* _Exercise directions_:
Please reproduce, word for word, the stretch of the records below from the line containing "Exercise. Locate the flower cluster" through the end of the records.

#### Supplied data ####

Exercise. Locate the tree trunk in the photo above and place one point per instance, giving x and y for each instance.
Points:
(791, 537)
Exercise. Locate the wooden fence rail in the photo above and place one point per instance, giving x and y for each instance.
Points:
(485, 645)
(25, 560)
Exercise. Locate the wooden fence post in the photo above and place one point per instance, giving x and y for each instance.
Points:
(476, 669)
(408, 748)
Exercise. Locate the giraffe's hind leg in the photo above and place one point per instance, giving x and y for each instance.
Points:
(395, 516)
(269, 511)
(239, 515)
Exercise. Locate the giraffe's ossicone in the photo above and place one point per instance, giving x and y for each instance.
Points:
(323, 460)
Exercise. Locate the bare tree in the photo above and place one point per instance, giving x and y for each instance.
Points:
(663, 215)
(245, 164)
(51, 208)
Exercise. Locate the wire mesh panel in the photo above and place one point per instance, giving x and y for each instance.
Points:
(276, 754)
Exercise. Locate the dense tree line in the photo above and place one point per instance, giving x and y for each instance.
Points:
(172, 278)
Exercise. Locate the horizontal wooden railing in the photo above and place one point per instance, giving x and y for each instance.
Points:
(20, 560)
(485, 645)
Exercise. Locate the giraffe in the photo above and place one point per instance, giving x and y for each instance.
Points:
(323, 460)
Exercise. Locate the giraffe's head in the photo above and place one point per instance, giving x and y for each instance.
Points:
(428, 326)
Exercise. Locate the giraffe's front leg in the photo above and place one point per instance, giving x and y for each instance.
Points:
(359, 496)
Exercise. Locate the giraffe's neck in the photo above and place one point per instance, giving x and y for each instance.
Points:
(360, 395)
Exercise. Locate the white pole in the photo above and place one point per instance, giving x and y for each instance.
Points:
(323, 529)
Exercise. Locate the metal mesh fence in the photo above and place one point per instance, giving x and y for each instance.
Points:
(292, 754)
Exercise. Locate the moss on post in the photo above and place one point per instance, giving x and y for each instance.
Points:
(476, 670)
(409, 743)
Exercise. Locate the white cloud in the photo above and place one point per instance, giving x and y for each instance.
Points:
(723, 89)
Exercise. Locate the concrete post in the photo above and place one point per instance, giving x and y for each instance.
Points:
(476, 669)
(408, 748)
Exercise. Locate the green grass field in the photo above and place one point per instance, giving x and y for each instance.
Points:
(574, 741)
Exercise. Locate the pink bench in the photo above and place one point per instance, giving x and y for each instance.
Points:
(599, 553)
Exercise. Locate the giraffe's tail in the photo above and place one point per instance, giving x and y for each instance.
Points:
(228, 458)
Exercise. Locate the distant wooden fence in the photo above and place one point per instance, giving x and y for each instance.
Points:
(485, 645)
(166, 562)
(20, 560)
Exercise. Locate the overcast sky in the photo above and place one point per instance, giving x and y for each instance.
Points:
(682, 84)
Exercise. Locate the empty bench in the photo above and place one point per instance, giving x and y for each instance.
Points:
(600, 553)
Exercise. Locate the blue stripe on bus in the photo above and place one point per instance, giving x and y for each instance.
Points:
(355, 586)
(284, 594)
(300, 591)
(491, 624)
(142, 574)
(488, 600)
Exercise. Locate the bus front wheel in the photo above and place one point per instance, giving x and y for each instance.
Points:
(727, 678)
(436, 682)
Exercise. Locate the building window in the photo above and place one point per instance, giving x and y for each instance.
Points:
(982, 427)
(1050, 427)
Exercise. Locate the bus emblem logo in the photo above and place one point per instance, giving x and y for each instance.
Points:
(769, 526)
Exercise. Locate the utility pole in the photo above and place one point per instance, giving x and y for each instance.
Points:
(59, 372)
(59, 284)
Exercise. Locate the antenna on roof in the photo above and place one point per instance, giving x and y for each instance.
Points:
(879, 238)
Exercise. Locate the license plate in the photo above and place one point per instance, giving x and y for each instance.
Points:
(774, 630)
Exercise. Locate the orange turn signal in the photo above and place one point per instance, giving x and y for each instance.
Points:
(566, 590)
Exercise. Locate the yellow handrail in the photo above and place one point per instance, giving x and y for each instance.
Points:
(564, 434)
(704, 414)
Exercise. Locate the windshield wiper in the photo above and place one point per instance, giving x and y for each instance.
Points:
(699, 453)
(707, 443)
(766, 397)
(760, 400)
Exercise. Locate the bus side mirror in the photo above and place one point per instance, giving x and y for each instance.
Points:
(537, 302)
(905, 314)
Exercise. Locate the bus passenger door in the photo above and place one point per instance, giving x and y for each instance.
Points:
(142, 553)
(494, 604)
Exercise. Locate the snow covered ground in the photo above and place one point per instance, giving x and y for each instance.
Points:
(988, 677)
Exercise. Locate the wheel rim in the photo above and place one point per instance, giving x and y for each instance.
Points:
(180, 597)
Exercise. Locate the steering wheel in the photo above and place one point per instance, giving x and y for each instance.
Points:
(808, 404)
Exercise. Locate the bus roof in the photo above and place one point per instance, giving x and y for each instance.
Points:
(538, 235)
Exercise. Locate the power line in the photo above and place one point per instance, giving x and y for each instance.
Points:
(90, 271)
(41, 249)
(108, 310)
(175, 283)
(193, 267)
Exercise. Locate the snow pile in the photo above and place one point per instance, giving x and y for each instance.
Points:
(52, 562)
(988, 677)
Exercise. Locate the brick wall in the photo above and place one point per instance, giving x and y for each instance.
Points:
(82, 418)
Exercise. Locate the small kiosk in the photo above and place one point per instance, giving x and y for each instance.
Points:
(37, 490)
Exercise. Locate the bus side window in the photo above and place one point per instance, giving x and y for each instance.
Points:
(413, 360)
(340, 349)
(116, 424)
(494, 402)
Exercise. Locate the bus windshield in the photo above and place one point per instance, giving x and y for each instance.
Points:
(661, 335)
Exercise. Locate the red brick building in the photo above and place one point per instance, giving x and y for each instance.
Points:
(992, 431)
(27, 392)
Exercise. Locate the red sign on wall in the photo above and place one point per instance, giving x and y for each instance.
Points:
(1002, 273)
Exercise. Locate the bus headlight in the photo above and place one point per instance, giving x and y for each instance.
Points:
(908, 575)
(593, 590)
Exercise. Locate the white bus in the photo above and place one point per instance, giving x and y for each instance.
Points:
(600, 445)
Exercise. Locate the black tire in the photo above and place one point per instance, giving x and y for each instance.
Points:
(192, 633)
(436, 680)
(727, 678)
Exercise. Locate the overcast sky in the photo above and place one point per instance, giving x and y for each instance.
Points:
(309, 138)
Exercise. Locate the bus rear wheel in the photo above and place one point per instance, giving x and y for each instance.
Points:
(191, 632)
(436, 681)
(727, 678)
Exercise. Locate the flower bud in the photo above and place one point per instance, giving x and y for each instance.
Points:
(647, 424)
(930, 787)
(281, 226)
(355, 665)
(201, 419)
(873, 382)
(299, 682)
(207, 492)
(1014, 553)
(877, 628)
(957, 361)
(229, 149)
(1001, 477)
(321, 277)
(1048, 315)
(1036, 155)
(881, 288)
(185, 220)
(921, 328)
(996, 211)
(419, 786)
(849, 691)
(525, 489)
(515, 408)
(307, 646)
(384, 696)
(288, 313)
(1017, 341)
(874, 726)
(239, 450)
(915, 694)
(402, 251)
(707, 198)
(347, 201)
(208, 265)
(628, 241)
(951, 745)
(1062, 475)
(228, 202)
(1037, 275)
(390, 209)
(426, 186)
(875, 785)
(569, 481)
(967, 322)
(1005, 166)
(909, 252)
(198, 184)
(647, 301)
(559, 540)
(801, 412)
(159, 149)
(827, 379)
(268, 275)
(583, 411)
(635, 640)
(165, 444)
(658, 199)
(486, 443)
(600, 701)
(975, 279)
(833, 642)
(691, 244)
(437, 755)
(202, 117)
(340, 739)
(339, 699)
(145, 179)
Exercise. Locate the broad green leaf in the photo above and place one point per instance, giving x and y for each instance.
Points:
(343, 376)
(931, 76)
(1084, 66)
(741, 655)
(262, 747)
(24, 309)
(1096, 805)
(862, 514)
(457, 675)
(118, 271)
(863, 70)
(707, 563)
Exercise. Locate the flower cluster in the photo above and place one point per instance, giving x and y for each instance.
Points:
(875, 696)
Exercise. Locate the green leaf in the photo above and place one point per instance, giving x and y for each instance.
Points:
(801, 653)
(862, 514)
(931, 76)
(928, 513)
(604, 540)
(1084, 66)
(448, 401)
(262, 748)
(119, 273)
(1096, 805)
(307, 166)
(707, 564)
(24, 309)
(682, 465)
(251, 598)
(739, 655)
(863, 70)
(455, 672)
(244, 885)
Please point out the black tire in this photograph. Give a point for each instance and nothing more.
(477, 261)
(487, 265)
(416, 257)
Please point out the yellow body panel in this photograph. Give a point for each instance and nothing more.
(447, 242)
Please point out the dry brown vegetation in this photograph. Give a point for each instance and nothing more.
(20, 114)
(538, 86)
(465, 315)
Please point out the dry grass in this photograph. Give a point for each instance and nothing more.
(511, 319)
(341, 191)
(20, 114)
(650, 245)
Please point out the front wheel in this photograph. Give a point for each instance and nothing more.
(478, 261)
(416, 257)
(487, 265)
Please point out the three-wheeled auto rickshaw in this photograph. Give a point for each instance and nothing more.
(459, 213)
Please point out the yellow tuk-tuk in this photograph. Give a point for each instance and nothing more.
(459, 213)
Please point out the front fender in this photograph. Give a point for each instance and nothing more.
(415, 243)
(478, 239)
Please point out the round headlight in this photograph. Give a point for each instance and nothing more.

####

* _Solution_:
Exercise. Locate the flower cluster in the photo above and place one point per instance, giving x and y for each instance.
Points:
(875, 696)
Exercise. Locate the green leaf in the photo above and place one point per instance, giving x and y for each instance.
Points:
(801, 653)
(862, 514)
(931, 76)
(928, 513)
(604, 540)
(1084, 66)
(448, 401)
(262, 748)
(119, 273)
(1096, 805)
(307, 166)
(707, 564)
(24, 309)
(682, 465)
(251, 598)
(739, 655)
(863, 70)
(455, 672)
(244, 885)
Please point out the black tire in this photograph. Give a point for each instance and nothing more.
(477, 261)
(487, 265)
(416, 257)
Please point out the yellow body panel in this photograph. Give a point for each instance and nothing more.
(447, 242)
Please point out the dry brown vegetation in this photograph. Give a point for each instance and nothing more.
(20, 114)
(538, 86)
(465, 315)
Please point out the dry grass in this photograph. Give a point for each instance and nothing more.
(511, 319)
(341, 191)
(20, 114)
(650, 245)
Please point out the front wheel in this photograph. Give a point for each instance and nothing more.
(478, 261)
(416, 257)
(487, 265)
Please point out the three-wheeled auto rickshaw in this photograph. Give a point for each instance and nothing more.
(459, 213)
Please point out the yellow tuk-tuk in this photograph. Give a point for each instance and nothing more.
(459, 213)
Please point out the front fender in this photograph. Give a point for each instance and nothing more.
(415, 243)
(478, 239)
Please point out the round headlight in this photograph. Give a point for each instance and nothing more.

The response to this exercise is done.